*Supplied passage*
__________

So I met this girl by chance and we really hit it off, once I learned of her age I decided to just be friends as I think that 19 to 25 is an age were we mature a lot and I remember myself as a 19yo and I was not mature enough to be a good partner and to be good to myself.
I talked to a female friend of mine and she said that I’m over thinking it and that I should ask her out and be open minded, and so I did and we are going on a date soon.
The thing is, she seems really mature but I can’t put aside the age gap.
Am I over thinking it? Should I really just take it slow and just be vigilant about the situation and notice if this isn’t healthy for me or her?
Or should I let her down easy and continue as friends?
Update: We went on a date and it was great, I read all of the comments and there were some really good advices that I took to heart. I will take things slow and try to be as aware of the situation as possible. I hope it will go well :)
Thank you everyone!
You are right to consider the age gap, I would say the best bet for you to mitigate your concerns is to not put any sort of commitment in place until she’s old enough that you’re not concerned about the age gap anymore.
At 19 years old, you’re not even old enough to drink if you’re interested the US. I would probably say give her until 22 before you do anything that’s going to evolve any sort of commitment or possible long-term consequence for either of you. In the meantime, there’s nothing wrong with some low commitment dating.

__________

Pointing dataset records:
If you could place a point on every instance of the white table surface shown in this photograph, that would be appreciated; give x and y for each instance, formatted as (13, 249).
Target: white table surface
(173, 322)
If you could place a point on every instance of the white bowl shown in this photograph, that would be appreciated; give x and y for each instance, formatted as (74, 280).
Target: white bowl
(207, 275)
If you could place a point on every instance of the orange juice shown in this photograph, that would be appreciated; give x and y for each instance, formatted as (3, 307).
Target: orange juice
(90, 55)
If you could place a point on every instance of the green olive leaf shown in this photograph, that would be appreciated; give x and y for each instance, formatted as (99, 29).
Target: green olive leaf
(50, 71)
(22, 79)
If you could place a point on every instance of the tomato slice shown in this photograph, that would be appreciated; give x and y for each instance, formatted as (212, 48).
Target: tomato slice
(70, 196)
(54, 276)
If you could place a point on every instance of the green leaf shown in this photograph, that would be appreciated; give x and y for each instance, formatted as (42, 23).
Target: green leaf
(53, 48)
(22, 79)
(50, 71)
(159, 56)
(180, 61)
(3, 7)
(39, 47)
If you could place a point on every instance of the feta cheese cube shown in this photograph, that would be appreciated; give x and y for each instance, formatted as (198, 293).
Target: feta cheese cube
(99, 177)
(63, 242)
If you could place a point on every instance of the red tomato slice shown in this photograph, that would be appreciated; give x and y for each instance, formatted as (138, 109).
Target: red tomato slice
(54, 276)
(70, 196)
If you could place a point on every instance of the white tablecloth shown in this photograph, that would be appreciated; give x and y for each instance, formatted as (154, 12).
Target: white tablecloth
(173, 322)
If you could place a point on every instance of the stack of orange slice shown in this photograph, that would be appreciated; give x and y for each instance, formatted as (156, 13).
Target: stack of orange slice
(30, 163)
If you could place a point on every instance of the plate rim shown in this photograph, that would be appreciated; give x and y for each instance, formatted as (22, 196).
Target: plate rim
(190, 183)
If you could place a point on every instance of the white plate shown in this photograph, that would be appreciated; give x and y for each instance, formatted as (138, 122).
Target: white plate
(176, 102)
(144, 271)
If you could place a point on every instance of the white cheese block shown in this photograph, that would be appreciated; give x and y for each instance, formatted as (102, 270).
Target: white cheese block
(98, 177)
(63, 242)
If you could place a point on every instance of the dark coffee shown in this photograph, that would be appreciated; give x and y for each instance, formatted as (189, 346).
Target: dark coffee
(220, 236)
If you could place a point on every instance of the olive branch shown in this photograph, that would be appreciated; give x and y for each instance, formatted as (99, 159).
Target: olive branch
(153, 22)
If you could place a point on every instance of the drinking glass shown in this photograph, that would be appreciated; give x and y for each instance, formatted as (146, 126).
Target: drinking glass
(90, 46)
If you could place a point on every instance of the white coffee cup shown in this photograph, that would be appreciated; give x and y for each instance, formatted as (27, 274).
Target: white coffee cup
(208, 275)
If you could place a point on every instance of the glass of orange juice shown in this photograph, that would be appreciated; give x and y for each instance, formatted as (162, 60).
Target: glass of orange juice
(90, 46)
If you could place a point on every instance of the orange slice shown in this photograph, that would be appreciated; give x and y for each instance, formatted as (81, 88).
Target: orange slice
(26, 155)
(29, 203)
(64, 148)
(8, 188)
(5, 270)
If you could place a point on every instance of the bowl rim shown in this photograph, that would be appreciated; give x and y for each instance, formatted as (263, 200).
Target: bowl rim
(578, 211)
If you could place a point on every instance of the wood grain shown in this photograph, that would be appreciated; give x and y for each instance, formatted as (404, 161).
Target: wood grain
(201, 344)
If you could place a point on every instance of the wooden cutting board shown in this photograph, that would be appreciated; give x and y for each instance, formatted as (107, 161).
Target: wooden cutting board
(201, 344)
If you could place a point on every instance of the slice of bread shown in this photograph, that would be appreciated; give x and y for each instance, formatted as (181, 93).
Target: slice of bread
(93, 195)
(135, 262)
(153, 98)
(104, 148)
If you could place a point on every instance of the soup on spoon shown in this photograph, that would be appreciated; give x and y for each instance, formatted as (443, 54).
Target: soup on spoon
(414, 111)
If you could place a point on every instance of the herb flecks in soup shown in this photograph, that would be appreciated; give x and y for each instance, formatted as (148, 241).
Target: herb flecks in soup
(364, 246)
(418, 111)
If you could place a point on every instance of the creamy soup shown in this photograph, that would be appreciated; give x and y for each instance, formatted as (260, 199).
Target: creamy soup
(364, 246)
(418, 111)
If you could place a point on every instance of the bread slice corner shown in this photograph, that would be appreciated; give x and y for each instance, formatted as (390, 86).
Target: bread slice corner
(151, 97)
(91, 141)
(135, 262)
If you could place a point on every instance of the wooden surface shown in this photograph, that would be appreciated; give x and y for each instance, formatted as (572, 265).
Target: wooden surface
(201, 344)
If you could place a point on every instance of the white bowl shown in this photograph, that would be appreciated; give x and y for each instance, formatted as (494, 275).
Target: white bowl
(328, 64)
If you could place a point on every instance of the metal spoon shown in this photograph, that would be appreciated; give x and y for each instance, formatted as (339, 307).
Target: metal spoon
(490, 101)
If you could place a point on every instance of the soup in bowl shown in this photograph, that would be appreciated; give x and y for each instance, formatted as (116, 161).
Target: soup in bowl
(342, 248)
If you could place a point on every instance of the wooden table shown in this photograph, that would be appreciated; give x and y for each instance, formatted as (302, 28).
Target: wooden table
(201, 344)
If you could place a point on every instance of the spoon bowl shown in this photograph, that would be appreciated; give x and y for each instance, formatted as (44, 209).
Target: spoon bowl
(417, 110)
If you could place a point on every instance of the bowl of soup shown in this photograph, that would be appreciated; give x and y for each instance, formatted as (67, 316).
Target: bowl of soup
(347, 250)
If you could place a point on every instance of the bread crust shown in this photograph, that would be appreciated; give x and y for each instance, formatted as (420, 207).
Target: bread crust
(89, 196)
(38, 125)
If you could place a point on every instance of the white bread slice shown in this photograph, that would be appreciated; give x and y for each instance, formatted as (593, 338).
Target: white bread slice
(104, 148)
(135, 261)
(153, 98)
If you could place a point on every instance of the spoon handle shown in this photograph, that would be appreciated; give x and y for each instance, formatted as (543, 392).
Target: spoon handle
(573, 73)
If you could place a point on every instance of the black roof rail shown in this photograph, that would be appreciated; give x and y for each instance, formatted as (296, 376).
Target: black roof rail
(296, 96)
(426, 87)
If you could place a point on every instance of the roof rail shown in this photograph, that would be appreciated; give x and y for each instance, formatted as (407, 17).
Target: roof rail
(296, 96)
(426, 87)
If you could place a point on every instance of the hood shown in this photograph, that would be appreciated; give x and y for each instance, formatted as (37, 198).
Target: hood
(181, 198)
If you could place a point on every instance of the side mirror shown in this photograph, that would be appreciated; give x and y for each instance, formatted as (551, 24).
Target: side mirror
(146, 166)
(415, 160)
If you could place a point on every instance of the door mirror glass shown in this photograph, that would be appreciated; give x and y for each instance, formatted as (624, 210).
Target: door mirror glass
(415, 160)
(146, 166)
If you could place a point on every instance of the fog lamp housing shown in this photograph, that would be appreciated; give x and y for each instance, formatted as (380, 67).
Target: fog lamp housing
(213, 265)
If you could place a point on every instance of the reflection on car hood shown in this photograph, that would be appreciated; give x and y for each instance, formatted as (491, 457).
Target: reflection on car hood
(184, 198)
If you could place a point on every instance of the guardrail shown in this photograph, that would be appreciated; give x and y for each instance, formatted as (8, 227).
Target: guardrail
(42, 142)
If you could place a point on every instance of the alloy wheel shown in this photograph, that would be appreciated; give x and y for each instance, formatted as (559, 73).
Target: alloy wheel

__________

*To do*
(a) According to the update in the age-gap post, how did the date go?
(b) Reproduce the part of the age-gap post that begins at the words "So I met this" and stops after "for me or her?".
The listing is separate material with no connection to the age-gap post.

*Response list*
(a) It was great.

(b)
So I met this girl by chance and we really hit it off, once I learned of her age I decided to just be friends as I think that 19 to 25 is an age were we mature a lot and I remember myself as a 19yo and I was not mature enough to be a good partner and to be good to myself.
I talked to a female friend of mine and she said that I’m over thinking it and that I should ask her out and be open minded, and so I did and we are going on a date soon.
The thing is, she seems really mature but I can’t put aside the age gap.
Am I over thinking it? Should I really just take it slow and just be vigilant about the situation and notice if this isn’t healthy for me or her?